# [HOW TO COMPLETE THIS TASK]
Answer from the passage on New York representatives' reactions to the Capitol rioting:
(a) Which representative posted a one-word tweet, and what was the word?
(b) What did Torres say had to be suspended temporarily?
(c) By whom does Malliotakis say she was relocated to a safe spot?

# [DOCUMENT SECTION]
****************************************

Tweets Amid the Storm
On Twitter, some New York reps laid the blame for the unprecedented rioting on the president’s doorstep.
Rep. Jerold Nadler (D-Manhattan) wrote that “Trump and his enablers are directly responsible for this violence.”
“Blood will be on the hands of those perpetrating the big lie that Trump won,” Rep. Hakeem Jeffries (D-Brooklyn) tweeted.
Rep. Alexandria Ocasio-Cortez offered a one-word tweet: “Impeach.”
Impeach.— Alexandria Ocasio-Cortez (@AOC) January 7, 2021
Hours later, Torres still reeled in disbelief.
“It came as a shock to me that the presidential vote count had to be suspended temporarily,” Torres told THE CITY. “This is unprecedented. I’m in a state of shock. Never in the history of the United States has a president instigated an insurrection.”
“This is dangerous uncharted territory,” he added.
For newly elected U.S. Rep. Nicole Malliotakis, the only Republican member of the New York City delegation, the question of how to respond proved more complicated.
After her election, the Staten Island and southern Brooklyn rep supported Trump’s false claims of voter fraud — the same bogus narrative that inspired his supporters to try to take control of the Capitol.
Malliotakis, who did not respond to THE CITY’s requests for an interview, tweeted that she’d been relocated to a safe spot by Capitol Police at the height of the crisis, adding: “Everyone who is responsible for this violence and lawlessness must stop. This is absolutely unacceptable and un-American.”

****************************************

# [DATASET RECORDS]
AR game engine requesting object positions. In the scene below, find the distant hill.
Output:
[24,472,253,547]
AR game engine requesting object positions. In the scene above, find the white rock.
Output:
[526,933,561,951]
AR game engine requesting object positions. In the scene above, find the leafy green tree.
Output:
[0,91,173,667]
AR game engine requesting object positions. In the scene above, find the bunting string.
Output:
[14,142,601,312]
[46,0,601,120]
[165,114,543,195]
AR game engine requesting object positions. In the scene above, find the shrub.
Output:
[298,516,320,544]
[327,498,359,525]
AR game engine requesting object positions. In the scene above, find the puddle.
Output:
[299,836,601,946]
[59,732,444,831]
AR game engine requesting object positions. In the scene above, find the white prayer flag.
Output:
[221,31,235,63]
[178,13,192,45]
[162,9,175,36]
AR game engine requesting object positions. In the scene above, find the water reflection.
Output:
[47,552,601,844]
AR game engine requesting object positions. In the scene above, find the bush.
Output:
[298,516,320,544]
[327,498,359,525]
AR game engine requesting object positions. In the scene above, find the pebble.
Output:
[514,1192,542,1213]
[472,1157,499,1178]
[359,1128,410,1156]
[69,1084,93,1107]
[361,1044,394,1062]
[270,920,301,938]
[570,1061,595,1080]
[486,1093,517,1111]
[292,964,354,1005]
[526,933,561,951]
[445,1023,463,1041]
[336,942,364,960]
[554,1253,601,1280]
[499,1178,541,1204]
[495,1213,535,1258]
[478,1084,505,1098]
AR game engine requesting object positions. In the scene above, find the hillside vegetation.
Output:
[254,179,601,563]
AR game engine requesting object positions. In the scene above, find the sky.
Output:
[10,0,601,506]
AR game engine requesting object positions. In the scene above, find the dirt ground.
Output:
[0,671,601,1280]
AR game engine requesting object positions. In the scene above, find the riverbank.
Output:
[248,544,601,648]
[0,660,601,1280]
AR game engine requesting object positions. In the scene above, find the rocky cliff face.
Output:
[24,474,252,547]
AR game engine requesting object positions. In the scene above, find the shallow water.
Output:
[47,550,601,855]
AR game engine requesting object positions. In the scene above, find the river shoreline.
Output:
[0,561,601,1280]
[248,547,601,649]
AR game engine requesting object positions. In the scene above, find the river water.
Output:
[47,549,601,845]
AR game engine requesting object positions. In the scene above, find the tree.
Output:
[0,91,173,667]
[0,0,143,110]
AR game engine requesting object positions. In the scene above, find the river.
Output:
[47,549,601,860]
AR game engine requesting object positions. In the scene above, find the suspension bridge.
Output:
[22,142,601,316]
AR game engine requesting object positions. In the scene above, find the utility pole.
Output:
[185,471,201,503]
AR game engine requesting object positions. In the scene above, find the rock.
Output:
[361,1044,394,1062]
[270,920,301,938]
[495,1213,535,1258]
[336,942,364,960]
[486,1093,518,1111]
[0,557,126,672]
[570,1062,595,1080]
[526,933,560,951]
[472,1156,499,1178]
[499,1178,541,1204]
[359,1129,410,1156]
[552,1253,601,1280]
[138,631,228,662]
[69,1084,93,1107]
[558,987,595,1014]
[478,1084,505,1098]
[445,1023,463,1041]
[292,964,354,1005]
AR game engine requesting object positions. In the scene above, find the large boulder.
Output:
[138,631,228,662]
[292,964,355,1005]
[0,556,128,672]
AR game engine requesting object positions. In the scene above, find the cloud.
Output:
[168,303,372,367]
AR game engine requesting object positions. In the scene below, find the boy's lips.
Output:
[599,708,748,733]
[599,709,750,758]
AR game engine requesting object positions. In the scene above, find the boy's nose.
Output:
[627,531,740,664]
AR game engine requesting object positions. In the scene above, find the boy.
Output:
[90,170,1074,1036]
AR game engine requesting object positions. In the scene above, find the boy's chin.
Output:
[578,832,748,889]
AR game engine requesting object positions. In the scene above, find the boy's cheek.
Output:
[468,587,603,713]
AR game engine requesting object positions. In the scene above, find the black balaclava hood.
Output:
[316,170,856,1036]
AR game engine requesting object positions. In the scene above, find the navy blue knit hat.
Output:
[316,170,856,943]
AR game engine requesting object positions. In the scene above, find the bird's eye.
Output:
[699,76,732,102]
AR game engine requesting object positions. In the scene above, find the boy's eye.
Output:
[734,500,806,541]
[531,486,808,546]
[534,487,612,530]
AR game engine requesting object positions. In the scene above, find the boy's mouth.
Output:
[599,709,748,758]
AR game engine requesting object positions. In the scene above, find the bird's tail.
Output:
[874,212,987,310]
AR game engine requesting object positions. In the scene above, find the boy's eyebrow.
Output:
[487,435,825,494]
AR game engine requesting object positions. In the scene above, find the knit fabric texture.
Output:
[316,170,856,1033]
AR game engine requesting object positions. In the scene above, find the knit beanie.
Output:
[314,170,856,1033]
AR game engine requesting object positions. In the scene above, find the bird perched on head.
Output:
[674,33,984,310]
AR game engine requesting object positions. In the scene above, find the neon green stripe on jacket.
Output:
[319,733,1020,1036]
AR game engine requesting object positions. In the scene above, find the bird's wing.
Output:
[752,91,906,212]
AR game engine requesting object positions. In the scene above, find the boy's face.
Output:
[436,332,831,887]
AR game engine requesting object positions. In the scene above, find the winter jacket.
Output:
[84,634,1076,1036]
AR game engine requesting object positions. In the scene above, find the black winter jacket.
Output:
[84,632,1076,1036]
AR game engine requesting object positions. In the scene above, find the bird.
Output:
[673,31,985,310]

****************************************

# [RESPONSE FOR THIS EXERCISE]
(a) Alexandria Ocasio-Cortez; the word was "Impeach."
(b) The presidential vote count.
(c) By Capitol Police.